Exercise:
Copy every one of the rows below word for word, changing nothing and leaving none out.

::: Input :::

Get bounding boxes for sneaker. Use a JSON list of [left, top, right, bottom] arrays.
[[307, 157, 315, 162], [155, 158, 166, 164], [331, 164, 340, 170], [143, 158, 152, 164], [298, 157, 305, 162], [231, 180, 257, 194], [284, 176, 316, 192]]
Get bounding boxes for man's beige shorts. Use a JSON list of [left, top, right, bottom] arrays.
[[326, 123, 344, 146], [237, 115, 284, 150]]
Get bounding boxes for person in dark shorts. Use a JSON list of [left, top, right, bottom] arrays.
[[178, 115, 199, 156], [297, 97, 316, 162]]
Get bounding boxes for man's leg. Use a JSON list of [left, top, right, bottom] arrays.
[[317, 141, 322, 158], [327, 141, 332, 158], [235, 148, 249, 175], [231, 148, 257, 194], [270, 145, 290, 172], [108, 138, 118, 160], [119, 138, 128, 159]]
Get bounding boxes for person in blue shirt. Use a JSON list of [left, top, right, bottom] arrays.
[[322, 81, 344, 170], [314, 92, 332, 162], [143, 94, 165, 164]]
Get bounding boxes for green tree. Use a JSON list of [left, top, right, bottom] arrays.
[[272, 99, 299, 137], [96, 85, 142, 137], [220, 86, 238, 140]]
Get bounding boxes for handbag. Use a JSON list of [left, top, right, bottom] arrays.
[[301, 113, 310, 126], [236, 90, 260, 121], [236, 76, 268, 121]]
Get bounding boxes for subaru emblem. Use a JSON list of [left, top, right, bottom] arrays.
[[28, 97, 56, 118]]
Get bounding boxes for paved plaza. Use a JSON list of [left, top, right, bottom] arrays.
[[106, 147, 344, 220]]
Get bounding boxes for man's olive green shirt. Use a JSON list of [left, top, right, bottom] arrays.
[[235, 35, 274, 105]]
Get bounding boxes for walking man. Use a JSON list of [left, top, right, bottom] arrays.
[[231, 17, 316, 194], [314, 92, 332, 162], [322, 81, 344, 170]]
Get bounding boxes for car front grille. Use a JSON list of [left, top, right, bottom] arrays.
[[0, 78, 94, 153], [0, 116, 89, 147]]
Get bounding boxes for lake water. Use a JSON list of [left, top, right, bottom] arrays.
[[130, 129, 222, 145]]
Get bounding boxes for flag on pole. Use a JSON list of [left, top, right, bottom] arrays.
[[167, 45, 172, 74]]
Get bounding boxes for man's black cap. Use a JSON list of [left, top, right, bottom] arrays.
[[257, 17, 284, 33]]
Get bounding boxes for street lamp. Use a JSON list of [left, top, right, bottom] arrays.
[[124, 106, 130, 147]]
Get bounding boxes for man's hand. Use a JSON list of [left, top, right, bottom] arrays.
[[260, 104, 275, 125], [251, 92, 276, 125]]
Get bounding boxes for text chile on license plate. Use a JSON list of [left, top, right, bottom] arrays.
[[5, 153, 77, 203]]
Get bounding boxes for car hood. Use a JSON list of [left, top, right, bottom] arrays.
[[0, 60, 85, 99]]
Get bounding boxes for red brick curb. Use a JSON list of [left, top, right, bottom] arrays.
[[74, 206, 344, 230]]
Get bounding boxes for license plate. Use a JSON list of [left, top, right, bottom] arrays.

:::

The response:
Get bounding boxes for sneaker. Use a JSON list of [left, top, right, bottom] arrays.
[[307, 157, 315, 162], [155, 158, 166, 164], [331, 164, 340, 170], [143, 158, 152, 164], [298, 157, 305, 162], [231, 180, 257, 194], [284, 176, 316, 192]]
Get bounding boxes for man's beige shorts. Use a JSON list of [left, top, right, bottom] arrays.
[[326, 123, 344, 146], [237, 115, 284, 150]]
Get bounding boxes for person in dark shorts. Use a JSON list of [left, top, right, bottom] arrays.
[[178, 115, 199, 156], [297, 97, 316, 162]]
Get bounding boxes for man's leg. Use a JSON list of [left, top, right, bottom] arrays.
[[317, 141, 322, 158], [327, 141, 332, 158], [235, 148, 249, 175], [231, 148, 257, 194], [270, 145, 290, 172], [108, 138, 118, 160], [119, 138, 128, 159]]
Get bounding boxes for person in blue shirt. Use a JSON list of [left, top, right, bottom] arrays.
[[322, 81, 344, 170], [314, 92, 332, 162], [143, 94, 165, 164]]
Get bounding boxes for green tree. Use a JSON list of [left, top, right, bottom] arrays.
[[272, 99, 299, 137], [96, 85, 142, 137], [220, 86, 238, 140]]
Get bounding boxes for handbag. Use a JSON list of [left, top, right, bottom] arrays.
[[301, 113, 310, 126], [236, 90, 260, 121], [236, 76, 268, 121]]
Get bounding boxes for subaru emblem. Use a JSON list of [left, top, right, bottom] arrays.
[[28, 97, 56, 118]]
Get bounding boxes for paved plaza. Use a JSON list of [left, top, right, bottom] arrays.
[[106, 147, 344, 220]]
Get bounding boxes for man's olive green shirt. Use a JSON list of [left, top, right, bottom] arrays.
[[235, 35, 274, 105]]
Get bounding boxes for walking man. Use a JSON list of [left, top, right, bottom] arrays.
[[231, 17, 316, 194], [314, 92, 332, 162], [322, 81, 344, 170]]
Get bounding boxes for car front grille. Use a JSON list of [left, top, right, bottom] arrays.
[[0, 78, 94, 153], [0, 116, 89, 147]]
Get bounding boxes for lake water. Use a JSON list of [left, top, right, bottom] arrays.
[[130, 129, 222, 145]]
Get bounding boxes for flag on pole. Use a JSON list of [left, top, right, bottom] arrays.
[[167, 45, 172, 74]]
Get bounding boxes for man's black cap. Use a JSON list of [left, top, right, bottom] arrays.
[[257, 17, 284, 33]]
Get bounding boxes for street lamp. Use a JSON list of [left, top, right, bottom] arrays.
[[124, 106, 130, 147]]
Get bounding boxes for man's hand. Use a JSON list of [left, top, right, bottom] arrays.
[[260, 104, 275, 125], [251, 92, 276, 125]]
Get bounding boxes for text chile on license plate. Use a JSON list of [left, top, right, bottom] arrays.
[[5, 153, 77, 203]]
Get bounding boxes for car hood. Use a JSON list of [left, top, right, bottom] arrays.
[[0, 60, 85, 99]]
Get bounding boxes for red brick curb. Use a JSON list of [left, top, right, bottom] arrays.
[[74, 206, 344, 230]]
Get bounding boxes for license plate. Use a JSON list of [left, top, right, bottom] arrays.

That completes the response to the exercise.